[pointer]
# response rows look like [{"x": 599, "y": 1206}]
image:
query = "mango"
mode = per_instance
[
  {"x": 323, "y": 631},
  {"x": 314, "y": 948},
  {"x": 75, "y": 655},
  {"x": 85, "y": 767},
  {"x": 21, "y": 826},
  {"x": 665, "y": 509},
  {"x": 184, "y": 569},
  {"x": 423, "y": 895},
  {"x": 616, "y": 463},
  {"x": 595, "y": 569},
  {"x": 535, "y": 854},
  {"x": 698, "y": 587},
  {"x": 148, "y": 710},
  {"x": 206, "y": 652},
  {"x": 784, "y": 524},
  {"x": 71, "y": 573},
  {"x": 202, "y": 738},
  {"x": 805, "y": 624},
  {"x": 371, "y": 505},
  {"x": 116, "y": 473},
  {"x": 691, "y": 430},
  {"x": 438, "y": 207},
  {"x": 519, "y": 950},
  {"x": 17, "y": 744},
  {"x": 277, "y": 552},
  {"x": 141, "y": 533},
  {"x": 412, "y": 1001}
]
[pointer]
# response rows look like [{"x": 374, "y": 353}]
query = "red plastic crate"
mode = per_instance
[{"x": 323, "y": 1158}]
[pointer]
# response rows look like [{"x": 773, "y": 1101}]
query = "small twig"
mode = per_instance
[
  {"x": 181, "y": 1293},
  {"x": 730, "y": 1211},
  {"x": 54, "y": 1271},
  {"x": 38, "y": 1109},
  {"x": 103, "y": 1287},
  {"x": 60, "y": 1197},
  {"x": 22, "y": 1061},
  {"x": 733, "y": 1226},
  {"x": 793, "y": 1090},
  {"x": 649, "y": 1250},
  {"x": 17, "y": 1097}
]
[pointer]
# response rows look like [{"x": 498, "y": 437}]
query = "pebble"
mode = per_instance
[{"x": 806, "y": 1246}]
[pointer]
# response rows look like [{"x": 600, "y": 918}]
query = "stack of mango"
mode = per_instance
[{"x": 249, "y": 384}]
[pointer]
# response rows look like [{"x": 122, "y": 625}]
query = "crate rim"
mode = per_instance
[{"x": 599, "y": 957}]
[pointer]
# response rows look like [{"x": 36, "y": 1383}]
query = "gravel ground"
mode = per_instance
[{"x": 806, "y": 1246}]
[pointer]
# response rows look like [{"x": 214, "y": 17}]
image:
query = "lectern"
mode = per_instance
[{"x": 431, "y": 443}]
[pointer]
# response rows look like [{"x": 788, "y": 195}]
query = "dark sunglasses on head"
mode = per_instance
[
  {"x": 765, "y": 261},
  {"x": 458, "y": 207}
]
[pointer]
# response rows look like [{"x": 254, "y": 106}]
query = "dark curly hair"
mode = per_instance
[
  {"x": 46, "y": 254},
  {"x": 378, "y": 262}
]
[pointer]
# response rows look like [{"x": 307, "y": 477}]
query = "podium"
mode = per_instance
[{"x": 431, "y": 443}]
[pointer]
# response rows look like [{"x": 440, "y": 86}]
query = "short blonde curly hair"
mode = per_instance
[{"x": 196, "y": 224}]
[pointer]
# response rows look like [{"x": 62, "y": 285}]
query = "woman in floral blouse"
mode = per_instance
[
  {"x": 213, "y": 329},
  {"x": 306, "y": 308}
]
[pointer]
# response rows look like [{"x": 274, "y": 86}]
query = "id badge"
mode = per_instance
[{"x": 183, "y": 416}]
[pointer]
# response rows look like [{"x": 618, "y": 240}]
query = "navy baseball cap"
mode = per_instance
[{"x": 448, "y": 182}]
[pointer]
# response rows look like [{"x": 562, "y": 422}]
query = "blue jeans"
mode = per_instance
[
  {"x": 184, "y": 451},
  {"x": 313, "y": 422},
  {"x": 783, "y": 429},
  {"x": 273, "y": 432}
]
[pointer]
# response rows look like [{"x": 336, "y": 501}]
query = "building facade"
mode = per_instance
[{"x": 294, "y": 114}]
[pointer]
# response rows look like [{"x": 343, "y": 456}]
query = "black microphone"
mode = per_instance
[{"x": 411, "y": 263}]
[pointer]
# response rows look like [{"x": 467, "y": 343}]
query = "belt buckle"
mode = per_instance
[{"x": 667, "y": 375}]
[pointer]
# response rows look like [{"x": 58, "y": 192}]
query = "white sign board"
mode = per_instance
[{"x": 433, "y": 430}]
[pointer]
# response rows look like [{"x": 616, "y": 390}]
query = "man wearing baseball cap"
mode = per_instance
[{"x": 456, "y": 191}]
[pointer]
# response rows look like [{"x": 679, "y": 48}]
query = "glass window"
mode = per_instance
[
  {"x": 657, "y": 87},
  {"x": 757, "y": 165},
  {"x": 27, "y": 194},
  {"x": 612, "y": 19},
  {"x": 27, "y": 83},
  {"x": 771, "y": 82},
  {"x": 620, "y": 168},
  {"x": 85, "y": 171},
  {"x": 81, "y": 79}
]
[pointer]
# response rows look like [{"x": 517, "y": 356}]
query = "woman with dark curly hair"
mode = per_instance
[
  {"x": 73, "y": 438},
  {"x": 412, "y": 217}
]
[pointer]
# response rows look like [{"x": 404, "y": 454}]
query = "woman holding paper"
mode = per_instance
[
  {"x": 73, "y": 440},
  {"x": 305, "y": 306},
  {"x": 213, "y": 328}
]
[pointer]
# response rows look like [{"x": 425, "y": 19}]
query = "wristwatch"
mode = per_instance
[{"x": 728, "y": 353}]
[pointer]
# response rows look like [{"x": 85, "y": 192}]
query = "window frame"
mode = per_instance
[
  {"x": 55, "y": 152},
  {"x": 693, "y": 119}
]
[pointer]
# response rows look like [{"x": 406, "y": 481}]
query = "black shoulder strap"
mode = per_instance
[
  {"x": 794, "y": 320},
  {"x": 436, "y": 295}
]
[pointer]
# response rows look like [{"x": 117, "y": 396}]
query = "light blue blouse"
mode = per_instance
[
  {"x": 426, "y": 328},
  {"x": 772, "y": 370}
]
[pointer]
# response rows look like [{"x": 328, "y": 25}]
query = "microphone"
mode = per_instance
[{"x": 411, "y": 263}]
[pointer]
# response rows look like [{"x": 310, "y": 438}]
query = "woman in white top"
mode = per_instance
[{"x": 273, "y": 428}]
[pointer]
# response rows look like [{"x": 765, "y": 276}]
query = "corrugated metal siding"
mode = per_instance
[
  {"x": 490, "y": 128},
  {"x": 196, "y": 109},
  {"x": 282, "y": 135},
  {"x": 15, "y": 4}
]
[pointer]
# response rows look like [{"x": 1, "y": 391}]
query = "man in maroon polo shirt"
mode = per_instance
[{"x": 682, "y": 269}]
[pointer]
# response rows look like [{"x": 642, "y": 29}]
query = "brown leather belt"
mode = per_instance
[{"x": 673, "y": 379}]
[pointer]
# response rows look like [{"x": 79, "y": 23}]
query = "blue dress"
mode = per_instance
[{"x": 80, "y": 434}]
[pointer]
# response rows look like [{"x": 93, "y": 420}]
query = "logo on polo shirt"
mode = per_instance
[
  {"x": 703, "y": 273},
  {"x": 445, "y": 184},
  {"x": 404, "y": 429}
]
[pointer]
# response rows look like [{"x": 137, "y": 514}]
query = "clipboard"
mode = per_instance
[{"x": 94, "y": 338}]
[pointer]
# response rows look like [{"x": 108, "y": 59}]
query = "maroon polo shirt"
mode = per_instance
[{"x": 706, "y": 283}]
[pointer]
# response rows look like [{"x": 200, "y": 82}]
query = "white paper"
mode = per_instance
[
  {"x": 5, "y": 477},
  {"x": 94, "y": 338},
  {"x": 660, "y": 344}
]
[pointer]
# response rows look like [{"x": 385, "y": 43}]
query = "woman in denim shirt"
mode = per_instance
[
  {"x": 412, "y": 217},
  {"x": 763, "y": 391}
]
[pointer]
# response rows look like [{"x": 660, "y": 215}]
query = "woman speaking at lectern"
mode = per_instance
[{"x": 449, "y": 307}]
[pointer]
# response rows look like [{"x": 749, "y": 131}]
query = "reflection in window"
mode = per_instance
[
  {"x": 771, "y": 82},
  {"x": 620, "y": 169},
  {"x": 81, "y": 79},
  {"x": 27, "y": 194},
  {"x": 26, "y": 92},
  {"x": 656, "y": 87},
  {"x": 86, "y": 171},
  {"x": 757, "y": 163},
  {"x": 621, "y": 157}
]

============================================================

[What you need to do]: Identify every line in the entries above that contains the word "microphone", and copy each of those lines in full.

[Written answer]:
query = "black microphone"
query = "microphone"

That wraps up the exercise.